- **TASK OBJECTIVE**:
Swap every "reply" in the data below for "respond", and reproduce all the data with nothing else altered.

- **DATA TO USE**:
+-------+

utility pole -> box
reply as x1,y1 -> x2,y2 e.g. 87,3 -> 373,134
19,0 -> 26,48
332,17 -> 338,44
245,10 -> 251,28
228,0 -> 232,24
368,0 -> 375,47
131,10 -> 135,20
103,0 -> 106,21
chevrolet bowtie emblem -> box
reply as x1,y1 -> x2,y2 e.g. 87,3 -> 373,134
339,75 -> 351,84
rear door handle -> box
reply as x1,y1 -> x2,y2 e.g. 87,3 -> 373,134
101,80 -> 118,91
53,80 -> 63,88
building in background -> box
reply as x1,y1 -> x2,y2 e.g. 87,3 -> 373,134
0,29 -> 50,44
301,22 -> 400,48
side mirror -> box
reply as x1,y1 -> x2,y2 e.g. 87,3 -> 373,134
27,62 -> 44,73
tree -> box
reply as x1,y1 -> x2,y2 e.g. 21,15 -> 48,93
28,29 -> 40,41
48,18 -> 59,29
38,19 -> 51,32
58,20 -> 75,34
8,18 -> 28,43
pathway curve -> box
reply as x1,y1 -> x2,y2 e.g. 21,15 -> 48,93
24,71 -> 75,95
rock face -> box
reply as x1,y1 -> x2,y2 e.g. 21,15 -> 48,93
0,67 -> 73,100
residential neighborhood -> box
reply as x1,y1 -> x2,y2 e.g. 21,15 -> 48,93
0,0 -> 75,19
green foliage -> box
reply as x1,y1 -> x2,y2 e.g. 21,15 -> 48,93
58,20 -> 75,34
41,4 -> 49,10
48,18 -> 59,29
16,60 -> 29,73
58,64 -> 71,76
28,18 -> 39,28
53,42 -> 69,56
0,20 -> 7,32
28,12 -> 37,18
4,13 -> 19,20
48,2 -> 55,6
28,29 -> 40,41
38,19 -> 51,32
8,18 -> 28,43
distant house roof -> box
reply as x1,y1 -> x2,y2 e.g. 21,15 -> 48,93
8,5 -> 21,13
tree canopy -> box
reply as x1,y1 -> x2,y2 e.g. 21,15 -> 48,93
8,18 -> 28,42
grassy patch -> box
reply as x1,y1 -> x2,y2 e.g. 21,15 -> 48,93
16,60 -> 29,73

+-------+

- **IN RESPONSE**:
utility pole -> box
respond as x1,y1 -> x2,y2 e.g. 87,3 -> 373,134
19,0 -> 26,48
332,17 -> 338,44
245,10 -> 251,28
228,0 -> 232,24
368,0 -> 375,47
131,10 -> 135,20
103,0 -> 106,21
chevrolet bowtie emblem -> box
respond as x1,y1 -> x2,y2 e.g. 87,3 -> 373,134
339,75 -> 351,84
rear door handle -> box
respond as x1,y1 -> x2,y2 e.g. 87,3 -> 373,134
101,80 -> 118,91
53,80 -> 63,88
building in background -> box
respond as x1,y1 -> x2,y2 e.g. 87,3 -> 373,134
0,29 -> 50,44
301,22 -> 400,48
side mirror -> box
respond as x1,y1 -> x2,y2 e.g. 87,3 -> 373,134
27,62 -> 44,73
tree -> box
respond as x1,y1 -> x2,y2 e.g. 21,15 -> 48,93
28,29 -> 40,41
48,18 -> 59,29
38,19 -> 51,32
58,20 -> 75,34
8,18 -> 28,43
pathway curve -> box
respond as x1,y1 -> x2,y2 e.g. 21,15 -> 48,93
24,71 -> 75,95
rock face -> box
respond as x1,y1 -> x2,y2 e.g. 21,15 -> 48,93
0,67 -> 73,100
residential neighborhood -> box
respond as x1,y1 -> x2,y2 e.g. 21,15 -> 48,93
0,0 -> 75,19
green foliage -> box
respond as x1,y1 -> x2,y2 e.g. 21,15 -> 48,93
58,20 -> 75,34
41,4 -> 49,10
48,18 -> 59,29
16,60 -> 29,73
58,64 -> 71,76
28,18 -> 39,28
53,42 -> 69,56
0,20 -> 7,32
28,12 -> 37,18
4,13 -> 19,20
48,2 -> 55,6
28,29 -> 40,41
38,19 -> 51,32
8,18 -> 28,43
distant house roof -> box
respond as x1,y1 -> x2,y2 e.g. 21,15 -> 48,93
8,5 -> 21,13
tree canopy -> box
respond as x1,y1 -> x2,y2 e.g. 21,15 -> 48,93
8,18 -> 28,42
grassy patch -> box
respond as x1,y1 -> x2,y2 e.g. 21,15 -> 48,93
16,60 -> 29,73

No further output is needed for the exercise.